Records –
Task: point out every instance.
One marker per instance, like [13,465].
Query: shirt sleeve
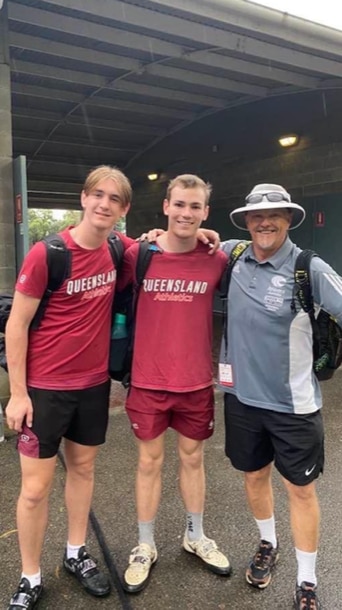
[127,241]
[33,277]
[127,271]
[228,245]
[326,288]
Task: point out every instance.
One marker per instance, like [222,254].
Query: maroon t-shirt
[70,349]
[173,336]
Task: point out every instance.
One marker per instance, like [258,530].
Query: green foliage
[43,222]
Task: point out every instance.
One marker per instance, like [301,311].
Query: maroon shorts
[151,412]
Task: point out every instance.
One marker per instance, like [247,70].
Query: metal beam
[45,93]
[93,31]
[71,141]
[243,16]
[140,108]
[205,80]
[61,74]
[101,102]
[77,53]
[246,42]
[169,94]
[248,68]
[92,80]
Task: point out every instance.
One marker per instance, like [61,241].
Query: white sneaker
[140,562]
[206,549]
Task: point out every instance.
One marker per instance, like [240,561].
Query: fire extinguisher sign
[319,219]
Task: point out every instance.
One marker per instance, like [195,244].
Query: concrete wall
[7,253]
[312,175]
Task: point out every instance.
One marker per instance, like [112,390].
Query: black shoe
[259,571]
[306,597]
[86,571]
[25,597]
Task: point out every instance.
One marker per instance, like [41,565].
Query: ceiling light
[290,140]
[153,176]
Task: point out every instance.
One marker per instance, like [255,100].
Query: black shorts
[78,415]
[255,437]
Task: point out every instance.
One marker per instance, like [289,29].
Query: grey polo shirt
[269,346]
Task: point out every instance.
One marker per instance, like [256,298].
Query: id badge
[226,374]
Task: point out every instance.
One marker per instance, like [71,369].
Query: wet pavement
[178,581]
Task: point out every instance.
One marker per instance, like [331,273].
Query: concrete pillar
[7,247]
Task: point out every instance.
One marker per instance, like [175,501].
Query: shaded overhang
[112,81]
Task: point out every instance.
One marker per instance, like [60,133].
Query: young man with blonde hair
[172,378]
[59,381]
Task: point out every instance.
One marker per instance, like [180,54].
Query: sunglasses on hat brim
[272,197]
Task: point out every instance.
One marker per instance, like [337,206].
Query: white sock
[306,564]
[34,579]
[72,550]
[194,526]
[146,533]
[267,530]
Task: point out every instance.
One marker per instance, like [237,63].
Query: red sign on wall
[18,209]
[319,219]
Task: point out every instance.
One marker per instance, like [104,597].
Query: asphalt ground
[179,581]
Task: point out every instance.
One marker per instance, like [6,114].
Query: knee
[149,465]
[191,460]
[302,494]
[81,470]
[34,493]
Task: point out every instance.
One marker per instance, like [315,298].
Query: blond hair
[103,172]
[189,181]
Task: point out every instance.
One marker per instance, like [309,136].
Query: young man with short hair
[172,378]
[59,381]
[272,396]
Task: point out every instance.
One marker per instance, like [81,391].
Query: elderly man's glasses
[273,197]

* * *

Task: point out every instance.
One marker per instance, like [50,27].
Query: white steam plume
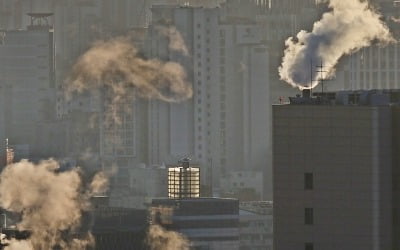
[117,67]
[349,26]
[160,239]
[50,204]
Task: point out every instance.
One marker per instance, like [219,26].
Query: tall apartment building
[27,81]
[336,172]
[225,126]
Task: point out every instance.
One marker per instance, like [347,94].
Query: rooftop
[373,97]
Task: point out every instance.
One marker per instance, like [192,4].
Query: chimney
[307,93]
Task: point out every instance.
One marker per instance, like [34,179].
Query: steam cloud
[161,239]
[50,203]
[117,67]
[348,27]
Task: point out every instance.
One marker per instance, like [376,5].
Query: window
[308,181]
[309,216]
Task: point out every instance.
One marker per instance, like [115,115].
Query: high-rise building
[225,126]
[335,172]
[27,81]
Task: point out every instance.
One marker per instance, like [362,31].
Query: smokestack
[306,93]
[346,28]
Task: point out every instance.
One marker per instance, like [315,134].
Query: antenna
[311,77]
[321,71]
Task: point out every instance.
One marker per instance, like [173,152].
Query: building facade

Stated exercise – Extract each line of the listing above that contains the string "building", and copy those lines in their original order.

Written response –
Query: tall apartment building
Query: high-rise building
Query: building facade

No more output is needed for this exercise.